Lesetext —
════════════════
Der Grüne Europaabgeordnete Michael Bloss warnte bei einem Presse-Briefing diese Woche: „Die Büchse der Pandora wurde geöffnet.“ Mit der von der EU-Kommission angekündigten Aufweichung der Flottengrenzwerte, seien noch weitergehende Maßnahmen zur Abschwächung der Klimaziele im Verkehr zu befürchten. Grundsätzlich sei die vorgeschlagene Aufweichung der Flottengrenzwerte hinnehmbar, so Bloss, doch es sei zu befürchten, dass die EVP nun auch das 2035er Ziel abschaffen wolle.
════════════════
Arbeitsauftrag — Gib bitte den Lesetext von „Der Grüne Europaabgeordnete“ bis „Ziel abschaffen wolle.“ wortgetreu wieder.
════════════════
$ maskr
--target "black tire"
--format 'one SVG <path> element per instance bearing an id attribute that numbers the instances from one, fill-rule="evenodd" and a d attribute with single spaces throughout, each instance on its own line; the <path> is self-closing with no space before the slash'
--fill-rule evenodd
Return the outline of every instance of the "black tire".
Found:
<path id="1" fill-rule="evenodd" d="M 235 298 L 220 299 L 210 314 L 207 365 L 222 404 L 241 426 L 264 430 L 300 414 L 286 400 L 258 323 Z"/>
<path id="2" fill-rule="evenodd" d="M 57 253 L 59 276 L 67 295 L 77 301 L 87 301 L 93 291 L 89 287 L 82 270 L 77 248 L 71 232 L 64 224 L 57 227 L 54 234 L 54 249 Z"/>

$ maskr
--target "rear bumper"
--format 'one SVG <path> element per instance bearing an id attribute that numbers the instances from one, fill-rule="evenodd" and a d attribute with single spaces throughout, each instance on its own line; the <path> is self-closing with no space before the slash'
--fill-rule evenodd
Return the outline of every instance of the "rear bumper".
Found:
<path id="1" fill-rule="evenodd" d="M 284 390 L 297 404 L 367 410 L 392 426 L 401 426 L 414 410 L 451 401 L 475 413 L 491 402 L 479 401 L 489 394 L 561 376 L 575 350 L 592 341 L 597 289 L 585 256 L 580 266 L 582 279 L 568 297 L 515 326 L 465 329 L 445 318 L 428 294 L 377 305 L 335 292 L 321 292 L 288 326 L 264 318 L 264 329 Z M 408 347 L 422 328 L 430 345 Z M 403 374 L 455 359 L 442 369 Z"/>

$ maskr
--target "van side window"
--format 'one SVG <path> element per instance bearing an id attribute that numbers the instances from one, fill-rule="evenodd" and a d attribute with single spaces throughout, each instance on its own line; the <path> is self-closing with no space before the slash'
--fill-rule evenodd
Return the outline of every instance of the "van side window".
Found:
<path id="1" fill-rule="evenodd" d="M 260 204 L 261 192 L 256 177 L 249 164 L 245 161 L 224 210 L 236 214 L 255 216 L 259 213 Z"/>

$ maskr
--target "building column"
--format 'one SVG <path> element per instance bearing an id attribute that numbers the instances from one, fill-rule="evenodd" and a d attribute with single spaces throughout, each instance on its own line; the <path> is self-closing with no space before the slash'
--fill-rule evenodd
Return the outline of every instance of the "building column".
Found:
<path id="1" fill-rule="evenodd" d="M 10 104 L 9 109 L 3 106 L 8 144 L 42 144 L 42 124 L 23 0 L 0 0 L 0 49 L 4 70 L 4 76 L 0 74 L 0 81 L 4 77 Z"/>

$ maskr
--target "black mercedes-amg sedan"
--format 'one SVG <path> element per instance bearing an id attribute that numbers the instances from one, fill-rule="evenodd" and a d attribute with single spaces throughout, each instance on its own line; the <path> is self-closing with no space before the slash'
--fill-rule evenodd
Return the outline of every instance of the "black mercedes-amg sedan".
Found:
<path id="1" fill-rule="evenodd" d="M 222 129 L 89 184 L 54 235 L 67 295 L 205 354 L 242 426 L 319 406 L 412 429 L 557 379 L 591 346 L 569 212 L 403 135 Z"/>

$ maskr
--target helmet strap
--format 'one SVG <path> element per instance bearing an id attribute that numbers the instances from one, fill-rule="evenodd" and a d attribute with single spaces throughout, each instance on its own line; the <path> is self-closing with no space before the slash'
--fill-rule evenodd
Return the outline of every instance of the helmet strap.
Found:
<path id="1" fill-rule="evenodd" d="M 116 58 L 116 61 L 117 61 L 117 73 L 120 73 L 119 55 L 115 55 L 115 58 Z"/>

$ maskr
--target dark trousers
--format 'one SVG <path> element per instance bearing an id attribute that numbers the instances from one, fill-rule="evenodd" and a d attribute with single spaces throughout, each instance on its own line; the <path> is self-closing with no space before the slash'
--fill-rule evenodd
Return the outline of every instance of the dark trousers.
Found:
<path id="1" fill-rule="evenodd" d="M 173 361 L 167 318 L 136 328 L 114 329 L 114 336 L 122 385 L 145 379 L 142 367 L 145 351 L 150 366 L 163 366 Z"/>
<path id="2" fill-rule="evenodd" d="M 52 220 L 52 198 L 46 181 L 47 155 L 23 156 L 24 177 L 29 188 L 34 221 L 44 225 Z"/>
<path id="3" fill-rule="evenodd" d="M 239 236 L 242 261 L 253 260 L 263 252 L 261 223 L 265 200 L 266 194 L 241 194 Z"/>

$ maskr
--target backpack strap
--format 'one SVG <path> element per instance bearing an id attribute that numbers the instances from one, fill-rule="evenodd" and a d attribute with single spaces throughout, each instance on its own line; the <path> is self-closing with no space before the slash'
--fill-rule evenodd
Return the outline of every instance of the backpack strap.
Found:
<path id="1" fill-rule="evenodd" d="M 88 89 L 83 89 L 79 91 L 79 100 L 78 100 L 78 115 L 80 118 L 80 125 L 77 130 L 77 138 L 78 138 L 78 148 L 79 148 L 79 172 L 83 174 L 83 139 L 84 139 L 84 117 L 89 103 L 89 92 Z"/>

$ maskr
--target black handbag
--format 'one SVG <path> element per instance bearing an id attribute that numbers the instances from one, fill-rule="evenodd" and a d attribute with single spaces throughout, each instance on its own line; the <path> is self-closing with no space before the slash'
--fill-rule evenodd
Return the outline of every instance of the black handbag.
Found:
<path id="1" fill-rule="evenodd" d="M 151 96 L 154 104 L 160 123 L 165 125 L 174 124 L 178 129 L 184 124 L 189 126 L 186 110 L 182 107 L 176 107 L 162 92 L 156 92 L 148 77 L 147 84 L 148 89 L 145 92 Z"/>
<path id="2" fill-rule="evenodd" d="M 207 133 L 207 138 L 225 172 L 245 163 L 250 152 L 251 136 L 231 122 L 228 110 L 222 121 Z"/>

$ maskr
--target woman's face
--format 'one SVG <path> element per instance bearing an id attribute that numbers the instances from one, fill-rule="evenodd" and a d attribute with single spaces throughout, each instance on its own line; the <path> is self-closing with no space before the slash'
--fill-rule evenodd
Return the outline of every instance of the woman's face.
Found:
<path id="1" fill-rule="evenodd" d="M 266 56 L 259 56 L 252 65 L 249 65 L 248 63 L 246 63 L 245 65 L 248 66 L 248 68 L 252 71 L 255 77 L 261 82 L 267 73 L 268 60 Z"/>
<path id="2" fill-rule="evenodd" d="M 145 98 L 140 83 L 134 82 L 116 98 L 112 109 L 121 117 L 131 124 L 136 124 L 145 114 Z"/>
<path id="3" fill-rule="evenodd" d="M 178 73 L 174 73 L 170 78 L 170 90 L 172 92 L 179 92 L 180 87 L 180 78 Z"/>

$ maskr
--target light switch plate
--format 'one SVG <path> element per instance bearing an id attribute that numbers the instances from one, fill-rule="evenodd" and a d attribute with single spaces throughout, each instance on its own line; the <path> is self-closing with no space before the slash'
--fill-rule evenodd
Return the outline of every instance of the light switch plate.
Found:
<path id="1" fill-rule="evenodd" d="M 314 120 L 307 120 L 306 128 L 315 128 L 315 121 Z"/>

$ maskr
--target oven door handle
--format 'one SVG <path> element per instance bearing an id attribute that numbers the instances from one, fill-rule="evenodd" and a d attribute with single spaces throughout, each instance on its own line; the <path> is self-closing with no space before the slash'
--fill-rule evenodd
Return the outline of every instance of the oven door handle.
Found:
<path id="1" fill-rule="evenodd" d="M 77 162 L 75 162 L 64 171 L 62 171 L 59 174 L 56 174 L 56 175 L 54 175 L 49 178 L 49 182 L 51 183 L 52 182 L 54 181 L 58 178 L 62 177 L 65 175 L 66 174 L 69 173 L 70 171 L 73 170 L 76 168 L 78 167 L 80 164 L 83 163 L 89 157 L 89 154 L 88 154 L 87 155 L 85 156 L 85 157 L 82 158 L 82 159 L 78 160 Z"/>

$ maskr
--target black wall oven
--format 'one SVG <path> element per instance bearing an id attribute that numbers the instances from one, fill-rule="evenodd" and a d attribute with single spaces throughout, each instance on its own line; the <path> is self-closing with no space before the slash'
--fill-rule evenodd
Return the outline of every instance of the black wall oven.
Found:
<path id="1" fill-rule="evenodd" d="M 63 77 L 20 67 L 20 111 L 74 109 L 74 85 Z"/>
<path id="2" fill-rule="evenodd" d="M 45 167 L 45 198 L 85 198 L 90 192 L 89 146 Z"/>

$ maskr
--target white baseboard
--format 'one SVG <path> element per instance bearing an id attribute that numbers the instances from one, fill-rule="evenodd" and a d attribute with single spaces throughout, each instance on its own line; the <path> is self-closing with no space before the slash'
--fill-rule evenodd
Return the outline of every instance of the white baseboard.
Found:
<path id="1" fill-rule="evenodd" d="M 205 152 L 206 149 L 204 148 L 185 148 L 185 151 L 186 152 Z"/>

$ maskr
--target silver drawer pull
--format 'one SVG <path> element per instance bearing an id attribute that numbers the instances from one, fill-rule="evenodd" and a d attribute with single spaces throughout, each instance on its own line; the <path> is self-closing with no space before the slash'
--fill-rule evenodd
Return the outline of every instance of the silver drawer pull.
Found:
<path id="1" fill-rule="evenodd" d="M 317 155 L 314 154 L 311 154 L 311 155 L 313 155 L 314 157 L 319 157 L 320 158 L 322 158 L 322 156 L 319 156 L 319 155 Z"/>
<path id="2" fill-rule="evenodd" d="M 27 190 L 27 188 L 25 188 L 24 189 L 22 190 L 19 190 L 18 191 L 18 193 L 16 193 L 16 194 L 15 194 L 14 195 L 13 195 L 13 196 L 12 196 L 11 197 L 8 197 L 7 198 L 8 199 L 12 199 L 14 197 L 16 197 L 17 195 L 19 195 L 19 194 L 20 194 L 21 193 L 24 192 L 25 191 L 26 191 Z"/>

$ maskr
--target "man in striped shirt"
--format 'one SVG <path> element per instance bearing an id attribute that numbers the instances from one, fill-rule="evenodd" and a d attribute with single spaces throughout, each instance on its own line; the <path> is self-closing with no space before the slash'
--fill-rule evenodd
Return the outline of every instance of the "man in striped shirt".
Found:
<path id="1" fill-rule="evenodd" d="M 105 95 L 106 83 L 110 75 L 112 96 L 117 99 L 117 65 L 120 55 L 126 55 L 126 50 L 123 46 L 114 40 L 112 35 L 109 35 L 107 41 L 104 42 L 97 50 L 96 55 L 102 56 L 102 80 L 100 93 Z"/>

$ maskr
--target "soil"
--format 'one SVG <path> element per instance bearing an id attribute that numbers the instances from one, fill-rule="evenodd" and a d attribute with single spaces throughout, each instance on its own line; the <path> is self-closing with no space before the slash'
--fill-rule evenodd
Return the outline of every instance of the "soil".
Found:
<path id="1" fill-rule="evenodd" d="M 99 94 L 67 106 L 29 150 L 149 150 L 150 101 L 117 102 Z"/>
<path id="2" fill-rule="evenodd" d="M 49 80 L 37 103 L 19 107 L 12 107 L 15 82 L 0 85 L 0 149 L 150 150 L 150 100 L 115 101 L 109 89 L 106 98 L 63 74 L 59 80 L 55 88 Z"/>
════════════════
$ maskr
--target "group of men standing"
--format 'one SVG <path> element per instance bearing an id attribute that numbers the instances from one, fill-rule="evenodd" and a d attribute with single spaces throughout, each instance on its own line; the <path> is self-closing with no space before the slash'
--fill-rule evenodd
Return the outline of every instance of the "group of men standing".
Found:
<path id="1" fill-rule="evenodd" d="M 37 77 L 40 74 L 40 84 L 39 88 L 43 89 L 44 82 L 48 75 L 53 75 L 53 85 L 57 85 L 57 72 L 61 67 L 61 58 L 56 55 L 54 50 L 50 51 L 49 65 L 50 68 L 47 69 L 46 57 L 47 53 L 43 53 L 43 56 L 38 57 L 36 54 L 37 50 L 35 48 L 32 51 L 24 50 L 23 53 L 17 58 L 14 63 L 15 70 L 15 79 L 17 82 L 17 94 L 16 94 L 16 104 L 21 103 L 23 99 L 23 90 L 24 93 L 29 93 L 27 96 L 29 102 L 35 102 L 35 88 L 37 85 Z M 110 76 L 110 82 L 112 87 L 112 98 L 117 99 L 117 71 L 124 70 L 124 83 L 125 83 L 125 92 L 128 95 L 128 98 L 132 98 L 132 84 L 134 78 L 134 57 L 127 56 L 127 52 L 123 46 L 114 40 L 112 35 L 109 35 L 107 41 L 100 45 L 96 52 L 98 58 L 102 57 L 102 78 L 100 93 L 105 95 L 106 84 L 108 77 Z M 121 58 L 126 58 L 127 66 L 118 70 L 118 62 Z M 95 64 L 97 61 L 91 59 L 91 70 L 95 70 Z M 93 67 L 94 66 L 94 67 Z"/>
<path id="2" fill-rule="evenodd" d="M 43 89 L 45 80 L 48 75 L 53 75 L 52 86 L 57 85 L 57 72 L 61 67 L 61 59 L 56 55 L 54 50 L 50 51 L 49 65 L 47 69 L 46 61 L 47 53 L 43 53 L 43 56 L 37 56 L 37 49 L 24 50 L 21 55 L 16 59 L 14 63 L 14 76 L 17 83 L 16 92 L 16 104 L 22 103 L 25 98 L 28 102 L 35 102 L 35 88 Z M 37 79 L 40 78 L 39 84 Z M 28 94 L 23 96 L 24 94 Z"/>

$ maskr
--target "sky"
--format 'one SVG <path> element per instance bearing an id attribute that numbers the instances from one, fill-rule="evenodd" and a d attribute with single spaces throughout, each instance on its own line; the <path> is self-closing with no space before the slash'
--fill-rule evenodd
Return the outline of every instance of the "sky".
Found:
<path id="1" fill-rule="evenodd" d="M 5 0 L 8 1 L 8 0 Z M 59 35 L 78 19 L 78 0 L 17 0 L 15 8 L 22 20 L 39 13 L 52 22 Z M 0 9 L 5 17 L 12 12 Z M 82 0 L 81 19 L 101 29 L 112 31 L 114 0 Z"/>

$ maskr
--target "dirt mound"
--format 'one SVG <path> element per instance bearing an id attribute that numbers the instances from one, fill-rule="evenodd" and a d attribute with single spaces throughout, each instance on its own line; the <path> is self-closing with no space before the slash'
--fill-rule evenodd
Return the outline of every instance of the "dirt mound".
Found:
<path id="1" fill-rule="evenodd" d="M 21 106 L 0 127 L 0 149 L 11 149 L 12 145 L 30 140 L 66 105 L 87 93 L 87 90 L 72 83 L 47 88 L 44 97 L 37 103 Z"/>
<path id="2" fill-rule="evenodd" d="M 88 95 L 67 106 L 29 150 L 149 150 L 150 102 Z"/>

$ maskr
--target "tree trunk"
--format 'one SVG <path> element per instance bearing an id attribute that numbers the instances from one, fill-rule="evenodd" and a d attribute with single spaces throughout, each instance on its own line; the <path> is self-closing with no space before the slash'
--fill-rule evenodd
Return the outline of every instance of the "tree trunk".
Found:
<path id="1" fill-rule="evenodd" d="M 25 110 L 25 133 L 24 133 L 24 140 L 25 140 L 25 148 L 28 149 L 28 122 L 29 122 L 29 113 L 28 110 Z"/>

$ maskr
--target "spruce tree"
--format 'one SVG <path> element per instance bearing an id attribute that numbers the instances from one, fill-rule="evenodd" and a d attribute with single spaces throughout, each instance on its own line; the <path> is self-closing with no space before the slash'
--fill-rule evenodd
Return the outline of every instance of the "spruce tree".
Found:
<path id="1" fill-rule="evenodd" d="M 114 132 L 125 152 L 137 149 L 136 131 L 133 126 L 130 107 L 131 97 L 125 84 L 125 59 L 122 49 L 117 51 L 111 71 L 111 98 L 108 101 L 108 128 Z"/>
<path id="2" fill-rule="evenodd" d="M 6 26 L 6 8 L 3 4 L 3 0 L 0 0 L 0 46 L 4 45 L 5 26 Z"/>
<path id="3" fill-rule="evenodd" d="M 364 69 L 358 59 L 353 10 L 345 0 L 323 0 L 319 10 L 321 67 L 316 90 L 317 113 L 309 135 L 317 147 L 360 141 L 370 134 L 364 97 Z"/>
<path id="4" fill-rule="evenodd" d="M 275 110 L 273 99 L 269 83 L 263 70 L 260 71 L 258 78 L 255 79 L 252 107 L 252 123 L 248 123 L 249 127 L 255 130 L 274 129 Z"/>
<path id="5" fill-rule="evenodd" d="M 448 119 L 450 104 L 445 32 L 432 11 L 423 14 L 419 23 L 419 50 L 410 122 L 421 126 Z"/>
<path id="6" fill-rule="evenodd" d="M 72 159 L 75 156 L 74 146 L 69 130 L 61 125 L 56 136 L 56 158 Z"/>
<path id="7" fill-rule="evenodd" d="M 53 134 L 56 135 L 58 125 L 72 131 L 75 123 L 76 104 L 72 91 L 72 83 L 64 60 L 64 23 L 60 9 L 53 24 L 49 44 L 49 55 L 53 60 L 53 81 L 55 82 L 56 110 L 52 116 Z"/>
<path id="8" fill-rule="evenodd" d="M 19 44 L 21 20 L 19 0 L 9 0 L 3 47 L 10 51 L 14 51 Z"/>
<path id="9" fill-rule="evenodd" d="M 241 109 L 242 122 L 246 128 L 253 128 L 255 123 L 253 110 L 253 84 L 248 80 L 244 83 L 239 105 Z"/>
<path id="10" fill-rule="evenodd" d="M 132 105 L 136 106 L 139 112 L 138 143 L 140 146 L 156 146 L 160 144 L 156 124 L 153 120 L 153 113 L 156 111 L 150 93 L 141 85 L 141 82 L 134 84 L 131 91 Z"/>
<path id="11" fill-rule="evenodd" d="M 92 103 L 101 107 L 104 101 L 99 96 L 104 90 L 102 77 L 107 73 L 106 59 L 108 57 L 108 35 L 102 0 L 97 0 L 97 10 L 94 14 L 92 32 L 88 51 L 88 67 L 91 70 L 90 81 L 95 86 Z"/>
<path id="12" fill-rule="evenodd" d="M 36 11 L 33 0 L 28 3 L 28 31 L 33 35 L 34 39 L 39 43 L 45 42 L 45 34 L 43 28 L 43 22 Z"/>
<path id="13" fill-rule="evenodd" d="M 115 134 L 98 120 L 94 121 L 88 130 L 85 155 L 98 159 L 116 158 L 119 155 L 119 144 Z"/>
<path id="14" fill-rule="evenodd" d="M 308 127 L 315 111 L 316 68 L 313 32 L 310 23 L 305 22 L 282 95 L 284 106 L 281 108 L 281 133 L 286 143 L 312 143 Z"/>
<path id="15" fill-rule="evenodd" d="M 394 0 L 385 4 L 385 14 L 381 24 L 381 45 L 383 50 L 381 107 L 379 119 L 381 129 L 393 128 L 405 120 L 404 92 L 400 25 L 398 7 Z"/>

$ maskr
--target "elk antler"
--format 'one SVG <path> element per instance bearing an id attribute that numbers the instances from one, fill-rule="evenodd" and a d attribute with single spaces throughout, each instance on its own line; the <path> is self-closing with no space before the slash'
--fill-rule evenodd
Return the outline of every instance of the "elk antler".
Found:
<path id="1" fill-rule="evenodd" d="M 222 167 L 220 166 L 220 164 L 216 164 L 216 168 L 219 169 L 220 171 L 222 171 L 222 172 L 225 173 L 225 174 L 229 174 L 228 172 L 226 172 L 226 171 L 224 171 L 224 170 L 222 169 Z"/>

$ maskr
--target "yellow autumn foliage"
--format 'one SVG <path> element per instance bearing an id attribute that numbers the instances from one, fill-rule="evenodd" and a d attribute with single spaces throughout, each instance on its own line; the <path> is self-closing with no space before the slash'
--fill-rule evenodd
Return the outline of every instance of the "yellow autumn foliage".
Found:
════════════════
Erledigte Aufgabe —
Der Grüne Europaabgeordnete Michael Bloss warnte bei einem Presse-Briefing diese Woche: „Die Büchse der Pandora wurde geöffnet.“ Mit der von der EU-Kommission angekündigten Aufweichung der Flottengrenzwerte, seien noch weitergehende Maßnahmen zur Abschwächung der Klimaziele im Verkehr zu befürchten. Grundsätzlich sei die vorgeschlagene Aufweichung der Flottengrenzwerte hinnehmbar, so Bloss, doch es sei zu befürchten, dass die EVP nun auch das 2035er Ziel abschaffen wolle.